*Problem description*
Rewrite the Psalm 69 text starting at "They have no" and ending at "God of multitudes.", changing "predicament" to "plight".

*Document passage*
☆ ☆ ☆

Psalm 69

The Word Made Fresh

(To the worship leader: according to “Lilies.” Of David.)

1Help me, God! I am neck deep in rising waters!
2I’m sinking in the mud – there’s no place to stand.
I’m out in deep water now, and the flood is washing over me.
3I’m exhausted with struggling; my throat is raw from calling.
My eyes are straining to look for my God.
4I have more enemies who hate me than I have hairs on my head.
They have no reason to hate me, but they want to do away with
How can I give back something I haven’t taken?
5You know my predicament, God.
You know full well any wrongs I have done.
6Don’t let any of those who place their hope in you
become ashamed because of me, LORD God of multitudes.
Don’t allow anyone who searches for you
to fail because of me, O God of Israel.
7I have been discredited for your sake –
that is why I am being put to shame.
8I have become a stranger to my own family.
I am alienated from my brothers and sisters.
9But I have done everything out of my commitment to you.
The insults they have uttered against you have fallen on me.
10When I humbled myself with fasting
they insulted me.
11When I covered myself in sackcloth
they turned me into a joke.
12Those who gather at the gate gossip about me
and drunks make up songs about me.
13But for my part, my prayer is raised to you, LORD.
When the time is right answer me out of your love for me
and be faithful to help me.
14Save me from sinking in the mud.
Rescue me from my enemies and from the deep waters.
15Don’t let the flood wash over me,
or the ocean depths swallow me,
or the grave shut me in its mouth.
16Answer me, LORD. I rely on your never-failing love.
Turn to me and help me out of your abundant mercy.
17Don’t turn your face away from me –
I am your servant, and I am in distress. Answer me quickly!
18Come to me and rescue me from my enemies.
19You know how they have insulted me –
how they have shamed and dishonored me.
My enemies are well known to you.
20My heart is broken and I am in despair because of their insults.
I have searched for pity, but never find any.
I have looked for comforters, but none are to be found.
21They fed me with poison when I was hungry,
and gave me vinegar to drink when I was thirsty.
22Let their own table be a trap for them and their friends.
23Strike their eyes so they can’t see, and make their stomachs upset.
24Pour your outrage over them and let your anger overtake them.
25Do away with their organization.
Don’t let anyone join them.
26They persecute those whom you have already punished,
and come after them with still more punishment.

☆ ☆ ☆

*Record extracts*
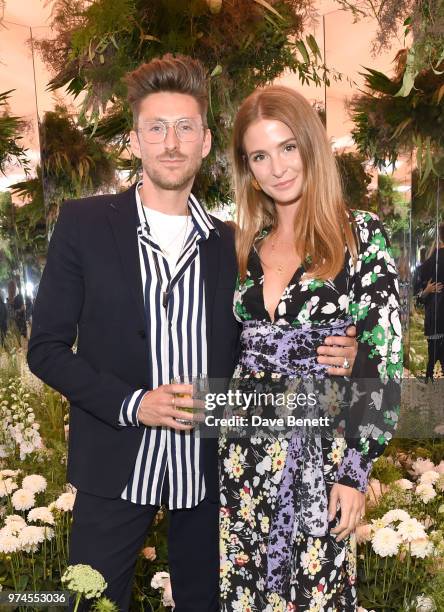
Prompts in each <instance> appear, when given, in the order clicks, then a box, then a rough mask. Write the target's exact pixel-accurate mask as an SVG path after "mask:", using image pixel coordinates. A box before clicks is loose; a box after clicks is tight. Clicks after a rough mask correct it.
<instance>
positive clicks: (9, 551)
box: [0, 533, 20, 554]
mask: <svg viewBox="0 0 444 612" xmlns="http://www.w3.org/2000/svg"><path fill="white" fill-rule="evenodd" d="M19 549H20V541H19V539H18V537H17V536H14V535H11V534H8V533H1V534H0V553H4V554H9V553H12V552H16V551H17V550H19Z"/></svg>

☆ ☆ ☆

*Exercise result*
They have no reason to hate me, but they want to do away with
How can I give back something I haven’t taken?
5You know my plight, God.
You know full well any wrongs I have done.
6Don’t let any of those who place their hope in you
become ashamed because of me, LORD God of multitudes.